What you need to do
Transcribe all records exactly.

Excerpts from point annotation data
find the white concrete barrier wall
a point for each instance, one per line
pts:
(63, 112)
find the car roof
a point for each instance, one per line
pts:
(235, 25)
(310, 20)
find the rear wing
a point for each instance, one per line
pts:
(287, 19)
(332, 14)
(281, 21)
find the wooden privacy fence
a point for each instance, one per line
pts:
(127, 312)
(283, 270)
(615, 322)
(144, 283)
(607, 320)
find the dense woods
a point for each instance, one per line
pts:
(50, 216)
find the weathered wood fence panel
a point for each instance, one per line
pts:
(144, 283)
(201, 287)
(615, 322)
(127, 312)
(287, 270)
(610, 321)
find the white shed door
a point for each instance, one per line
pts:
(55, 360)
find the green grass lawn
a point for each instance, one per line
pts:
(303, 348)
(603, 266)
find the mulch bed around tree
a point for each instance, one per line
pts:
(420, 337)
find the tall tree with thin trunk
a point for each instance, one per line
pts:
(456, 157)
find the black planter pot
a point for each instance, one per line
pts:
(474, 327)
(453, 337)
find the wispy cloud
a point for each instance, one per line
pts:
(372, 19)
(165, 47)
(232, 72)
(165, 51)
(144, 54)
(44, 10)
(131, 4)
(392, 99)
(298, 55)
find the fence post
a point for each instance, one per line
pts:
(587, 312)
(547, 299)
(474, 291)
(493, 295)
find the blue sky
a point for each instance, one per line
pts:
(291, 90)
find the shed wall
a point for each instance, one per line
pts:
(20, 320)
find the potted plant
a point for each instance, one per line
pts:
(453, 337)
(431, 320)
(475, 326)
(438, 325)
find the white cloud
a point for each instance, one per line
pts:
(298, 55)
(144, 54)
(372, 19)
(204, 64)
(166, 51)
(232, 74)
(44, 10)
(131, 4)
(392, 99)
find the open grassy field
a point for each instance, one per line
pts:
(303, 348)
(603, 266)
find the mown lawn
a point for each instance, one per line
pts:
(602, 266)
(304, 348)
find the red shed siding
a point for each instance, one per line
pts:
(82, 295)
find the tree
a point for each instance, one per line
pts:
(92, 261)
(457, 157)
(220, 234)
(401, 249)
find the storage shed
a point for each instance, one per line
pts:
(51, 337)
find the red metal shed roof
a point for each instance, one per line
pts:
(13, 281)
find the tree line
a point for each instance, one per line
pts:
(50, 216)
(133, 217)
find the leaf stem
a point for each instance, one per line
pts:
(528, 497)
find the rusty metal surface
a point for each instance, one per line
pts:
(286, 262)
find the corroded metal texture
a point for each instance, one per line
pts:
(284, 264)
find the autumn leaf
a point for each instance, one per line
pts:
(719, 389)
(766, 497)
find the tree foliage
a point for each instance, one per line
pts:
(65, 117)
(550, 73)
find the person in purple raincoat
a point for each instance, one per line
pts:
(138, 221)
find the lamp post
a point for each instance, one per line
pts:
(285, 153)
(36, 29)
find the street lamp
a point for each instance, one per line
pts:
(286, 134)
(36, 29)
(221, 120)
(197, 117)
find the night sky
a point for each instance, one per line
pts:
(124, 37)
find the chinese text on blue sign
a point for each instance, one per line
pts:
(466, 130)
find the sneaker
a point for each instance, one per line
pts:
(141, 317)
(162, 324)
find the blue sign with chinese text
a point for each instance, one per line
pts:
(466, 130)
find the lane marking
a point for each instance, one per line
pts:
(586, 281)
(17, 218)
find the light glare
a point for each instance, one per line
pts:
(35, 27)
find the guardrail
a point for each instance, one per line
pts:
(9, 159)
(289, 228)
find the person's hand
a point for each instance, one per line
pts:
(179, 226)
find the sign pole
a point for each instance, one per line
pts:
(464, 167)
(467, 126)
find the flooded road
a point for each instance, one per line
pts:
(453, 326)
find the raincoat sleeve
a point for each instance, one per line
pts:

Written solution
find the white concrete barrier wall
a point for each instance, one per line
pts:
(63, 112)
find the car roof
a point for each instance, one per line
pts:
(235, 25)
(310, 20)
find the rear wing
a point for each instance, one per line
pts:
(287, 19)
(332, 14)
(281, 21)
find the wooden privacy fence
a point for each instance, one per line
pts:
(127, 312)
(283, 270)
(615, 322)
(144, 283)
(607, 320)
find the dense woods
a point for each instance, one per line
pts:
(50, 216)
find the weathered wood fence panel
a point for each instance, one per line
pts:
(144, 283)
(201, 287)
(615, 322)
(127, 312)
(287, 270)
(610, 321)
find the white shed door
a point for each instance, one per line
pts:
(55, 360)
find the green grass lawn
a point for each instance, one per line
pts:
(303, 348)
(603, 266)
find the mulch bed around tree
a point for each instance, one per line
pts:
(420, 337)
find the tall tree with thin trunk
a point for each instance, one per line
pts:
(456, 157)
find the black planter pot
a point for each instance, one per line
pts:
(474, 327)
(453, 337)
find the wispy cloud
a point for each instance, one per line
pts:
(372, 19)
(165, 47)
(232, 72)
(165, 51)
(144, 54)
(44, 10)
(131, 4)
(392, 99)
(298, 55)
find the fence post
a point for each instance, one per line
pts:
(587, 312)
(547, 299)
(474, 291)
(493, 295)
find the blue sky
a point for each instance, one per line
pts:
(291, 90)
find the shed wall
a point for each instance, one per line
pts:
(20, 320)
find the potted plant
a point for each instance, one per line
pts:
(453, 337)
(431, 320)
(475, 326)
(438, 325)
find the white cloud
a point for each instance, one per line
pts:
(298, 55)
(144, 54)
(372, 19)
(204, 64)
(166, 51)
(232, 74)
(44, 10)
(131, 4)
(392, 99)
find the open grassy field
a point for each instance, one per line
pts:
(303, 348)
(603, 266)
find the mown lawn
a point for each instance, one per line
pts:
(602, 266)
(304, 348)
find the red shed siding
a point for each instance, one per line
pts:
(82, 295)
find the tree
a point for each instance, one per line
pts:
(92, 261)
(457, 157)
(220, 234)
(401, 249)
find the storage shed
a point for each instance, one per line
pts:
(51, 337)
find the red metal shed roof
a point for each instance, one per line
pts:
(13, 281)
find the tree line
a point for each instance, one per line
pts:
(50, 216)
(133, 217)
find the leaf stem
a point for each instance, one per line
pts:
(528, 497)
find the rusty metal surface
a point for each instance, one per line
pts:
(286, 262)
find the corroded metal texture
a point for each instance, one per line
pts:
(284, 264)
find the autumn leaf
a point for each instance, one per line
pts:
(719, 389)
(766, 497)
find the tree foliage
a point for each instance, one per line
pts:
(65, 117)
(550, 73)
find the person in purple raincoat
a point for each instance, one per line
pts:
(138, 221)
find the lamp post
a point for each instance, one per line
pts:
(285, 153)
(36, 29)
find the street lamp
a point for each instance, one per line
pts:
(286, 134)
(36, 29)
(221, 120)
(197, 117)
find the night sky
a point for each instance, one per line
pts:
(124, 37)
find the chinese text on blue sign
a point for each instance, one per line
pts:
(466, 130)
find the sneaker
a point for each instance, one per line
pts:
(141, 317)
(162, 324)
find the blue sign with chinese text
a point for each instance, one per line
pts:
(466, 130)
find the lane marking
a point for each instance, one per line
pts:
(586, 281)
(17, 218)
find the light glare
a point for each instance, one per line
pts:
(35, 27)
find the guardrail
a point for each instance, one per line
pts:
(9, 159)
(289, 228)
find the person's hand
a point for each instance, one per line
pts:
(179, 226)
find the sign pole
a point for each instance, one per line
pts:
(464, 167)
(467, 126)
find the flooded road
a point for each instance, one per line
pts:
(453, 326)
find the raincoat sleeve
a point for each instance, one per line
pts:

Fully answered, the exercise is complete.